SOURCE EXTRACT
......

# Delta Jointers



## djonesax (Mar 3, 2008)

So I happen to come across this delta 6" professional jointer. He says the model number is 37-196 but I cant find any information on that model. There is a lot on the 37-195. Anybody know this jointer and if it would be woth $350


----------



## dbhost (Jan 28, 2008)

Not familiar with that particular model. BUT... The 37-195 has hit Craigslist here recently with a mobile base for $250.00 in similar condition. Wish I had the bucks to get it when it was available...


----------



## knotscott (Nov 8, 2007)

Delta's Pro model is pretty much the same regardless of the model #....it looks like a 37-195 to me. The 37-275x is the same but has the X5 logos. Either way, it's a nice enough jointer but $350 is high for used. About two years ago, a friend of mine (plus many other folks) bought them from Amazon for $322 shipped with a mobile base. Considering that you can buy a new Ridgid, Grizzly, Craftsman, Sunhill, Rikon, or Jet (on sale) in the $400 range or less, $350 for a used Delta with no warranty doesn't seem prudent to me. 

$250... maybe $300 depending on how you feel about what's available new.


----------



## djonesax (Mar 3, 2008)

knotscott said:


> Considering that you can buy a new Ridgid, Grizzly, Craftsman, Sunhill, Rikon, or Jet (on sale) in the $400 range or less, $350 for a used Delta with no warranty doesn't seem prudent to me.
> 
> $250... maybe $300 depending on how you feel about what's available new.


where do you shop? I haven't seen 6" jointers that cheap. maybe the craftman but not the other brands.


----------



## djonesax (Mar 3, 2008)

actually I just went to grizzly's website and I see they have one for $365.


----------



## skymaster (Oct 30, 2006)

DJ; Just my humble opinion, I dont like those single handle types. I prefer handwheels , much easier,more accurate fine adjustments. I use a 6" Jet with handwhjeels and like it alot. You will find that you do alot of fine adjustments with a jointer. I also think it is overpriced. Maybe 200 if it is in real good shape. IMHO


----------



## GeorgeC (Jul 30, 2008)

......

DATA ENTRIES

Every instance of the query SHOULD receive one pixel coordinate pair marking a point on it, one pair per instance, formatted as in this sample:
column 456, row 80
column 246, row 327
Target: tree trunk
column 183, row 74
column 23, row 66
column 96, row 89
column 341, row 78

......

GOALS
#1 Answer these questions about the Delta jointers thread:
(a) For what price did a 37-195 with a mobile base appear on Craigslist, according to dbhost?
(b) What price did djonesax find for a jointer on Grizzly's website?
(c) What size and brand of jointer does skymaster use?
#2 Carry on the Delta jointers thread from the point where it stops.

ANSWERS FOR THE EXERCISE
#1
(a) $250.00
(b) $365
(c) A 6" Jet with handwheels

#2
skymaster said:


> DJ; Just my humble opinion, I dont like those single handle types. I prefer handwheels , much easier,more accurate fine adjustments. I use a 6" Jet with handwhjeels and like it alot. You will find that you do alot of fine adjustments with a jointer. I also think it is overpriced. Maybe 200 if it is in real good shape. IMHO


Is that lever I see sticking out the adjustment? How could you possible make a fine adjustment with that? I frequently turn the hand wheel only 1/8 turn, or even less. 

If what you say is true, then I would not have that machine if they gave it to me unless there is something I do not know about.

George


----------



## knotscott (Nov 8, 2007)

djonesax said:


> where do you shop? I haven't seen 6" jointers that cheap. maybe the craftman but not the other brands.


The Ridgid's been going in the $350 to $400 range new. The Jet has been known to go on sale for $400, as is the Rikon...Woodcraft had both for that price at different times. 

Prices are on the rise though... :thumbdown:


----------



## Paul K (Jan 14, 2008)

those long handles sticking out for adjustment became quite popular about 20 years or so ago. I sort of think PM might have started it. Anyway, I know what you think about such, but in actuality it works pretty well. I have two with handwheels and one with a lever. I like the lever well enough. It can be adjusted pretty finely. As to the price, well not a bad machine, a bit expensive. I bought an older 6 inch for $150 a few months back. took a bit more cleanup but now is a nice machine. No broken parts

Paul


----------



## djonesax (Mar 3, 2008)

I offered him 200 and he said he couldnt let it go for that cheap. Understandably so, it sells for $650 new and with the stand it would be probably $800 after tax. Supposedly it has only been used twice. The rigid is $450, the cheapest grizzly is $335, Jets are $650. How do all these machines compare to each other?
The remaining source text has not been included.